What to work on = Rename "query" to "search phrase" in the rows from the very first line through the line containing "[216,71,229,79]", and return only those lines with nothing else changed.

Information shown =
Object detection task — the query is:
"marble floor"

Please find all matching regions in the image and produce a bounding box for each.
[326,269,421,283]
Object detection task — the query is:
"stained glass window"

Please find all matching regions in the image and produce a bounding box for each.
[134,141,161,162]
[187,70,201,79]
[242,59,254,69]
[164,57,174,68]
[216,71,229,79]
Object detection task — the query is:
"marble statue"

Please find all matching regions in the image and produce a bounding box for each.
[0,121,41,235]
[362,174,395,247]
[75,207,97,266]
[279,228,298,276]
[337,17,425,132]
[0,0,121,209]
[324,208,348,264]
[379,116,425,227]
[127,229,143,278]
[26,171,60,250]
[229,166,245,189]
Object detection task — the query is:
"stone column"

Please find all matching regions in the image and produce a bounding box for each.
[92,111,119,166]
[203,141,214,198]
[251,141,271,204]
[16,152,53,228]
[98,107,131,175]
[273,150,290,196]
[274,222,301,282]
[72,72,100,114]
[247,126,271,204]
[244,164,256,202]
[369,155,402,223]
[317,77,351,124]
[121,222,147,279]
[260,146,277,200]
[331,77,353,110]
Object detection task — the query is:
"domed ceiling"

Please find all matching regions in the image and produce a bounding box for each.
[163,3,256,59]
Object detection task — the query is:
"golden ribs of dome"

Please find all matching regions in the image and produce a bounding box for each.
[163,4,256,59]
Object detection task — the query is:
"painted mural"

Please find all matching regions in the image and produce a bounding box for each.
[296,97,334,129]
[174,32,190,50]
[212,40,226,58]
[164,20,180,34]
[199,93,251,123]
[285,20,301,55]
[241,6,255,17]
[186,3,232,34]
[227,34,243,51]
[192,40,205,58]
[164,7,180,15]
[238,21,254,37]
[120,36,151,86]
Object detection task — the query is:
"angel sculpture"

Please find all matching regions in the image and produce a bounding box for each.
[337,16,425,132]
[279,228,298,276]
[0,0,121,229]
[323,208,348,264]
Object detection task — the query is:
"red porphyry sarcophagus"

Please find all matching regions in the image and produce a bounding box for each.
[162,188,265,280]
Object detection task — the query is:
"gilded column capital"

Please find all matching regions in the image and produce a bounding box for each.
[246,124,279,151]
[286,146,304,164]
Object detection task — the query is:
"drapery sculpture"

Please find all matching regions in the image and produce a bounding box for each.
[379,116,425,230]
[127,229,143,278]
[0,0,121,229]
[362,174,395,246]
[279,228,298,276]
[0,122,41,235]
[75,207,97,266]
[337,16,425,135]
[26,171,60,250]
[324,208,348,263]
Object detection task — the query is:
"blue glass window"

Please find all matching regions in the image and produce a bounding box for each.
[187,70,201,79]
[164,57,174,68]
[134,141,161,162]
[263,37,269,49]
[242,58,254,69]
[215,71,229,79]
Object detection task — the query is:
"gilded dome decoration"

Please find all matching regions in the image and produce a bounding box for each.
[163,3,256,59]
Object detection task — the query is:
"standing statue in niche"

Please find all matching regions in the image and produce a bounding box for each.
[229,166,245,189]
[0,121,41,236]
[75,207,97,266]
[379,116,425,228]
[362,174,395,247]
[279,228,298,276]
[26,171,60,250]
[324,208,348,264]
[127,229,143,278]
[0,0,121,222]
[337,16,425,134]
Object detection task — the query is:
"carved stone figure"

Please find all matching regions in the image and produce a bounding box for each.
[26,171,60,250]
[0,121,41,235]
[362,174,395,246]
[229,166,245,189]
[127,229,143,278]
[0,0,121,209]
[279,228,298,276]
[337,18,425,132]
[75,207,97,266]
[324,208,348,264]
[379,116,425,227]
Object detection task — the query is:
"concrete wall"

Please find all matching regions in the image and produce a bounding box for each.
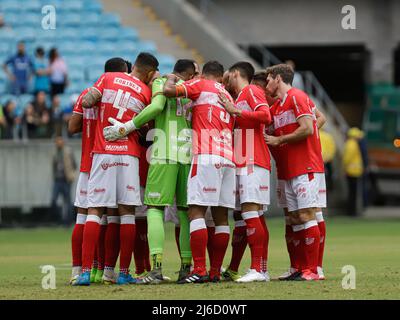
[189,0,400,81]
[142,0,258,67]
[0,140,81,208]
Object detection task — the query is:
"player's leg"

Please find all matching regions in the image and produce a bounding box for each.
[209,207,230,282]
[70,172,89,284]
[288,174,320,280]
[143,163,178,283]
[75,154,116,285]
[222,210,247,281]
[237,166,269,282]
[103,207,121,284]
[315,173,327,280]
[175,164,192,280]
[116,155,142,284]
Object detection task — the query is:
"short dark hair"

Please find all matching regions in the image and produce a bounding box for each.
[266,63,294,85]
[229,61,254,82]
[104,57,128,72]
[203,60,224,77]
[174,59,196,73]
[251,71,267,87]
[135,52,159,72]
[36,47,44,56]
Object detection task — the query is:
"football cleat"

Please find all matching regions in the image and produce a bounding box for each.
[317,267,325,280]
[90,268,97,283]
[293,270,319,281]
[278,268,297,281]
[222,268,240,281]
[94,270,104,283]
[177,272,210,284]
[72,272,90,286]
[235,269,267,283]
[116,272,137,285]
[137,269,168,284]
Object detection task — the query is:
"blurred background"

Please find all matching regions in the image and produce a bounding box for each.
[0,0,400,227]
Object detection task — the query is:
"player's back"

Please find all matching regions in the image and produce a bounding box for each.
[93,72,151,157]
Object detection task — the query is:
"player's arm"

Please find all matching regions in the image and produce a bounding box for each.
[68,113,83,134]
[315,107,326,129]
[82,88,102,109]
[163,74,187,98]
[219,92,271,124]
[265,115,314,146]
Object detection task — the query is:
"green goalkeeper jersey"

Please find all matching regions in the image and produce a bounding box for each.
[133,78,192,164]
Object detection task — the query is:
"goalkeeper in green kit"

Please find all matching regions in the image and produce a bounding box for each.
[103,59,198,283]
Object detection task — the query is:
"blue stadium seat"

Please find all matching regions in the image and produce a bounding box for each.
[99,13,121,28]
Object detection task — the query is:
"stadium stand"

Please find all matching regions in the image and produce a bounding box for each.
[0,0,175,136]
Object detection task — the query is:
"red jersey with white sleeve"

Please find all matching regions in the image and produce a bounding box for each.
[271,88,324,180]
[176,79,234,162]
[72,88,100,173]
[93,72,151,158]
[234,84,271,170]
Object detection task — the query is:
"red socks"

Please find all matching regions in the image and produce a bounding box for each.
[105,216,120,270]
[96,214,107,270]
[71,213,86,267]
[259,211,269,272]
[315,211,326,268]
[292,220,320,273]
[229,220,247,272]
[119,214,136,274]
[210,226,230,280]
[82,214,100,272]
[242,211,265,272]
[190,218,208,275]
[175,225,181,255]
[133,219,150,274]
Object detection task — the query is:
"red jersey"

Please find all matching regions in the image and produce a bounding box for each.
[271,88,324,180]
[234,84,271,170]
[93,72,151,157]
[73,88,98,173]
[177,79,234,162]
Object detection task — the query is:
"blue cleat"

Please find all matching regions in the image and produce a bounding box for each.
[117,272,136,285]
[72,272,90,286]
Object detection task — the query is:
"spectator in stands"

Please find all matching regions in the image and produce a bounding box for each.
[3,41,33,95]
[319,129,336,190]
[0,100,19,139]
[32,91,51,138]
[49,48,68,97]
[51,95,66,136]
[343,128,363,216]
[285,60,304,90]
[33,47,50,95]
[51,136,76,226]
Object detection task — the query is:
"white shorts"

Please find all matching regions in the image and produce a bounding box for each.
[277,173,323,212]
[74,172,89,209]
[188,154,236,208]
[315,173,326,208]
[135,187,147,218]
[164,203,180,226]
[88,154,142,208]
[236,166,270,210]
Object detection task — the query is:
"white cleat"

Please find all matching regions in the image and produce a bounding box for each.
[236,269,268,283]
[317,267,325,280]
[278,268,297,280]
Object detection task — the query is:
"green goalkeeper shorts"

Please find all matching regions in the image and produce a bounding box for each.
[144,163,190,207]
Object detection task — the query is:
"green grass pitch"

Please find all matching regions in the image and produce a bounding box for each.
[0,218,400,300]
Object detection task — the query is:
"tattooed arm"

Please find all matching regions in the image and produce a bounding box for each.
[82,88,101,109]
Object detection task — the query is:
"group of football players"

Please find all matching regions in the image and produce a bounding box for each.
[69,53,326,285]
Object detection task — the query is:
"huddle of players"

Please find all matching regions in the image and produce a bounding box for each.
[70,53,326,285]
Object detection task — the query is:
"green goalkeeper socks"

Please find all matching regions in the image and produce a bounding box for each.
[178,210,192,265]
[147,208,165,269]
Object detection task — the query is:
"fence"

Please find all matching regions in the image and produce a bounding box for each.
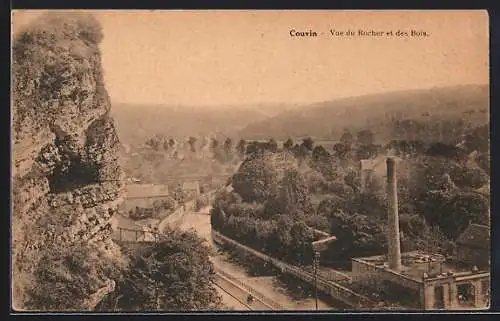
[158,190,217,232]
[212,229,377,307]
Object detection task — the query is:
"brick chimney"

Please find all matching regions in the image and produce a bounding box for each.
[386,157,401,271]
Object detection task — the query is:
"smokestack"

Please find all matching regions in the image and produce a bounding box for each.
[386,158,401,271]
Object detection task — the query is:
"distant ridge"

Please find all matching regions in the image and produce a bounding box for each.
[239,85,489,140]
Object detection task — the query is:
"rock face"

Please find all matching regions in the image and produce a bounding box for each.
[11,13,123,310]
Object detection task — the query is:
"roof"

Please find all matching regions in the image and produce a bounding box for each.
[457,224,490,249]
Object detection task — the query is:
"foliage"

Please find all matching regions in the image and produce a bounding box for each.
[26,241,127,311]
[356,129,375,146]
[188,136,198,153]
[301,137,314,152]
[236,139,247,157]
[117,231,221,311]
[128,198,177,220]
[233,154,279,203]
[283,138,293,150]
[340,129,354,148]
[265,169,314,217]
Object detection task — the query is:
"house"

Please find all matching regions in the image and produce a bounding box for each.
[456,224,490,267]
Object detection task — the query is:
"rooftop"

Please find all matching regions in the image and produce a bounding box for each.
[356,251,488,282]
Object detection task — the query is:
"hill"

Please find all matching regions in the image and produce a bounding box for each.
[112,103,291,145]
[239,85,489,141]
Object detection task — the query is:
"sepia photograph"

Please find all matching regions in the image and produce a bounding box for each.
[10,10,491,313]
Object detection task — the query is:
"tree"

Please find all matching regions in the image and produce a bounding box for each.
[236,139,247,157]
[283,138,293,150]
[301,137,314,152]
[26,241,127,311]
[224,137,233,156]
[117,230,221,311]
[357,129,375,145]
[233,154,279,203]
[188,136,198,153]
[268,138,278,153]
[266,168,314,217]
[289,221,314,264]
[210,138,219,150]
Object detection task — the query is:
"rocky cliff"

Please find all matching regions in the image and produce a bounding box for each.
[11,13,123,310]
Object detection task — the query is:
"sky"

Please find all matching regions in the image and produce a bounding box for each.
[13,10,489,106]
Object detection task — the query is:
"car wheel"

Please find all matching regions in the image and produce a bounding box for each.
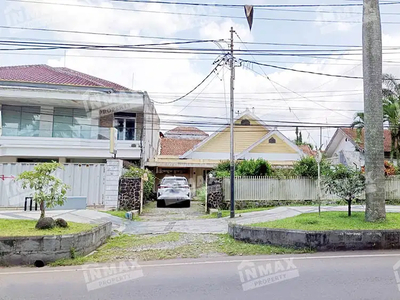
[157,200,165,207]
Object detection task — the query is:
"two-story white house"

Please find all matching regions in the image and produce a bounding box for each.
[0,65,160,164]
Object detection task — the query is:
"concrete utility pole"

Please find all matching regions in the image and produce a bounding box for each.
[229,27,235,218]
[362,0,386,222]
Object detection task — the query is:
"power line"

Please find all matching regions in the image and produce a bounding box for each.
[240,59,363,79]
[111,0,399,9]
[153,63,220,104]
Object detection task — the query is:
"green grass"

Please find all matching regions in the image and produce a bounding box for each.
[101,210,140,221]
[201,206,275,219]
[51,233,311,266]
[251,211,400,230]
[0,219,96,237]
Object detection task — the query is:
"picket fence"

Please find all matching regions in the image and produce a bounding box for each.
[222,176,400,201]
[0,163,105,207]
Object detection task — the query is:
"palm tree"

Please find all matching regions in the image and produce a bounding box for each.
[351,74,400,166]
[362,0,386,222]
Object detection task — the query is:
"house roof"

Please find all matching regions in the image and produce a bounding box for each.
[160,138,202,155]
[182,109,272,158]
[0,65,129,91]
[340,128,392,152]
[297,145,317,156]
[165,127,208,138]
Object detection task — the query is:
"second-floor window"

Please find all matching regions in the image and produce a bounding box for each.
[53,107,92,139]
[1,105,40,136]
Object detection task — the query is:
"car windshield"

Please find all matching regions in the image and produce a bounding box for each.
[162,178,187,185]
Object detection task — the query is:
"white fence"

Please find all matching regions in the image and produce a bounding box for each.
[0,163,105,207]
[222,177,400,201]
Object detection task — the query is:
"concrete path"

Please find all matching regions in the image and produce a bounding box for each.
[0,205,400,234]
[124,205,400,234]
[0,251,400,300]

Full solution =
Object detection task — the search phrase is:
"marble floor"

Please find all matching regions in the image and produce a bounding box for each.
[326,269,421,283]
Object detection task — the search phrase is:
"stained glass window"

Please find all matching regions in the image and produce a bounding box for each.
[134,141,161,162]
[187,70,201,79]
[242,59,254,69]
[164,57,174,68]
[216,71,229,79]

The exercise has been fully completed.